▶ _GIVEN TEXT_:

On National Sports Day (29th Aug is celebrated as National Sports Day to commemorate the birthday of Major Dhyan Chand, India’s hockey genius), at a time when we applaud the achievements of our athletes and sports-persons, bringing in medals and accolades at the Asian Games 2018, here’s a story that should inspire many more of our budding sports-stars to greater heights!
A tale about a journey that could have changed the story of Indian football. A journey that never happened!
Many amongst today’s crop of kids, including my own children, dream of a day when India will be playing the FIFA World Cup. Few know however that a legendary Indian football team did in fact qualify for the Football World Cup in 1950. By all accounts, they are regarded as the best generation to have played football for India.
After achieving independence in 1947, India’s maiden Olympics-appearance as a free nation took place in 1948 in England.
This was the Olympics at which the Indian Field Hockey team defeated the English, to win India’s First Olympic Gold (the drama covered in the recently-released movie Gold starring Akshay Kumar)
At the very same Olympics, the Indian Football Team had impressed many by its determined performance.
And hence, although the FIFA ranking system did not exist back in those days, when the line-up of participants for the 1950 Football World Cup in Brazil was being drawn up, India qualified as the Asian entry, after a few other teams withdrew.

▶ _DATASET EXCERPT_:
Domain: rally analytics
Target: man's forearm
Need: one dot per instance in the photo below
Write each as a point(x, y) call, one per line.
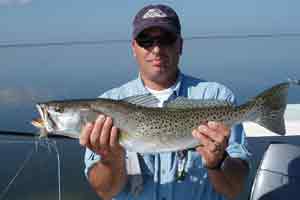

▶ _PROBLEMS AND TASKS_:
**a.** Do these statements agree with the text on Indian football? Answer yes or no for each, and quote the words from the text that decide it.
(i) National Sports Day falls on 29th August.
(ii) India's first Olympics as a free nation took place in 1948 in England.
(iii) The FIFA ranking system was in use when the line-up for the 1950 World Cup was drawn up.
**b.** According to the text on Indian football, in which country was the 1950 Football World Cup held?
**c.** Copy out word for word the part of the text on Indian football from "This was the" to "starring Akshay Kumar)".

▶ _SOLVED TASKS_:
**a.**
(i) Yes: "29th Aug is celebrated as National Sports Day"
(ii) Yes: "India’s maiden Olympics-appearance as a free nation took place in 1948 in England"
(iii) No: "the FIFA ranking system did not exist back in those days"

**b.** Brazil.

**c.**
This was the Olympics at which the Indian Field Hockey team defeated the English, to win India’s First Olympic Gold (the drama covered in the recently-released movie Gold starring Akshay Kumar)